Location annotation dataset excerpts:

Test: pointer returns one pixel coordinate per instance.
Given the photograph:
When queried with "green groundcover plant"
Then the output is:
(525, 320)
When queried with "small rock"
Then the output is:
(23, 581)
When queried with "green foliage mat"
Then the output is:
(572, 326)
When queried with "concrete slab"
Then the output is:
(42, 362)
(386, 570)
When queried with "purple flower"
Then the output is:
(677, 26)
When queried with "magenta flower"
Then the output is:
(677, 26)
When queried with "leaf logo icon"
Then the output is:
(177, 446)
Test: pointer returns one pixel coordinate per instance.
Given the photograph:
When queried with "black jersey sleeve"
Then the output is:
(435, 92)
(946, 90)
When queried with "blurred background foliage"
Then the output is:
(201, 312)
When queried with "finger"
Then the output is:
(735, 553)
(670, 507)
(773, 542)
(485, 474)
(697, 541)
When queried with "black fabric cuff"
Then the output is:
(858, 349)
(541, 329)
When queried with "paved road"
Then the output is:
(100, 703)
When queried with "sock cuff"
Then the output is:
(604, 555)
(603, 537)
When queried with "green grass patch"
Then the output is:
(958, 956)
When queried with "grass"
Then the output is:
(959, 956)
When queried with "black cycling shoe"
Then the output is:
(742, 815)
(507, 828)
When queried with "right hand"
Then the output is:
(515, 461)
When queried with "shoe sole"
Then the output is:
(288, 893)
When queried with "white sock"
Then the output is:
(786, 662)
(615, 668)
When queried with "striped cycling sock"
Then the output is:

#### OBJECTIVE
Repeat the entries exactly, all of them.

#### SOLUTION
Test: pointer returns one pixel coordinate per instance.
Given the photograph:
When queried with "green groundcover plant"
Then the output is:
(525, 320)
When queried with "small rock"
Then the output is:
(23, 581)
When queried with "green foliage mat"
Then the output is:
(572, 326)
When queried with "concrete slab"
Then the output is:
(42, 362)
(386, 570)
When queried with "purple flower"
Then the output is:
(677, 26)
When queried with "magenta flower"
Then the output is:
(677, 26)
When queried with "leaf logo icon"
Then the output is:
(177, 446)
Test: pointer returns one pixel coordinate per instance.
Given the photograph:
When queried with "black jersey sleeve"
Then the output is:
(435, 92)
(946, 90)
When queried with "blurred background foliage"
Then the output is:
(201, 312)
When queried with "finger"
Then the output is:
(735, 553)
(670, 507)
(773, 542)
(485, 474)
(697, 541)
When queried with "black fabric cuff"
Then the output is:
(858, 349)
(541, 329)
When queried with "paved road"
Then the output is:
(100, 703)
When queried with "sock cuff"
Then the output is:
(604, 555)
(603, 537)
When queried with "green grass patch"
Then the output is:
(958, 956)
When queried with "grass"
Then the output is:
(959, 956)
When queried with "black cycling shoe"
Then the output is:
(742, 815)
(507, 828)
When queried with "right hand"
Then the output is:
(515, 461)
When queried with "shoe sole"
Then the output is:
(288, 893)
When queried with "white sock"
Then the output is:
(786, 662)
(615, 668)
When queried with "striped cycling sock"
Then the output is:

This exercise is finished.